> _What is needed_
Output exactly the span of lines beginning with the one that holds "If you could pin the white" and ending with the last line of the data below.
[Start of section]
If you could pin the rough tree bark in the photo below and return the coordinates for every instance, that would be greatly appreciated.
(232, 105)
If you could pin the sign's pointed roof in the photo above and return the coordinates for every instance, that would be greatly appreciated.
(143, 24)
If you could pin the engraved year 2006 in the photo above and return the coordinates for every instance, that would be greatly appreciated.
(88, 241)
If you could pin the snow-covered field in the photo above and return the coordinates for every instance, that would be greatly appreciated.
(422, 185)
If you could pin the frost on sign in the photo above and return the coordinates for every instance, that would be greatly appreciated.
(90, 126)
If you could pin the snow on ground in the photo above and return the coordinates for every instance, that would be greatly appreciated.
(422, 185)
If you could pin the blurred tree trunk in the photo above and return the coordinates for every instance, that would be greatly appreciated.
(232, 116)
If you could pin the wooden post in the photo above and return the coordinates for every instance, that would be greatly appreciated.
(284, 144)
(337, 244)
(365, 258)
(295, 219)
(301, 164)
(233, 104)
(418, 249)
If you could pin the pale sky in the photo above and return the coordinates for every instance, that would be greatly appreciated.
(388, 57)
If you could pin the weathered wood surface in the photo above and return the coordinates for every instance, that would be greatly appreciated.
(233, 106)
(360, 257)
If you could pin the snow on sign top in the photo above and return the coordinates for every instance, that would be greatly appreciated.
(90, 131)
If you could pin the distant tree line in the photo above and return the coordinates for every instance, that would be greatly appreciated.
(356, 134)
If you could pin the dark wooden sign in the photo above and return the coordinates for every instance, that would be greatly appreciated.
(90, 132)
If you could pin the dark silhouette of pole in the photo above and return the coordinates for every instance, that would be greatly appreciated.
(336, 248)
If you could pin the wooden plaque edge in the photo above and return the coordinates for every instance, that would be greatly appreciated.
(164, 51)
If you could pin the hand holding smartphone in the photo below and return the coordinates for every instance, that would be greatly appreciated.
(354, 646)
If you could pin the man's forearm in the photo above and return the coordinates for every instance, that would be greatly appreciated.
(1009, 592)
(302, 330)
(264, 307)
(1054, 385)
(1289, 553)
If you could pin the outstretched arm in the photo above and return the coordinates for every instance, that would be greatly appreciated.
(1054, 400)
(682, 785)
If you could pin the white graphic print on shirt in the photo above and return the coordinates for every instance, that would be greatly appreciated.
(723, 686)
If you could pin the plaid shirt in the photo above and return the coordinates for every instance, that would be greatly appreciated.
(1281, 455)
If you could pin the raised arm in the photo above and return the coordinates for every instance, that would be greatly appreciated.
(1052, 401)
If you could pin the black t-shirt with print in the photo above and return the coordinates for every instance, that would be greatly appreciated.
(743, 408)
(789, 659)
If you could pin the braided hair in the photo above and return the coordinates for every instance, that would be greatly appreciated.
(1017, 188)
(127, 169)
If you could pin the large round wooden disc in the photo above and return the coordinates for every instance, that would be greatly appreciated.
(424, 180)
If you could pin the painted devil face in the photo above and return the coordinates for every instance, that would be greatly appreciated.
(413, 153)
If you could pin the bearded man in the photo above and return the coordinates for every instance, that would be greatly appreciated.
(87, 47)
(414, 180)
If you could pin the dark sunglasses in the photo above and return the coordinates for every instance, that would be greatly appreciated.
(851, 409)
[End of section]
> _Response area_
If you could pin the white graphic print on shirt in the photo above and return the coordinates for every instance, that would be greatly appreciated.
(723, 686)
If you could pin the plaid shirt in the photo above and return the coordinates for every instance, that would be greatly appreciated.
(1281, 455)
If you could pin the raised arm in the photo above and return the coordinates for every instance, that would be greatly appreciated.
(1052, 401)
If you could pin the black t-shirt with print in the photo above and return the coordinates for every instance, that would be greatly appreciated.
(743, 408)
(789, 659)
If you could pin the braided hair in the photo above and return the coordinates for every instance, that would be greatly appreciated.
(1017, 188)
(127, 169)
If you could pin the large round wooden disc in the photo above and return the coordinates for every instance, that would be greatly appreciated.
(424, 180)
If you could pin the painted devil face in the photo above and return the coordinates for every instance, that would be greatly appreciated.
(413, 153)
If you could pin the bearded man in the photo above and return the coordinates for every instance, that would be greatly appreciated.
(87, 47)
(414, 180)
If you could pin the dark sunglasses in the photo above and return the coordinates for every instance, that would be greatly appreciated.
(851, 409)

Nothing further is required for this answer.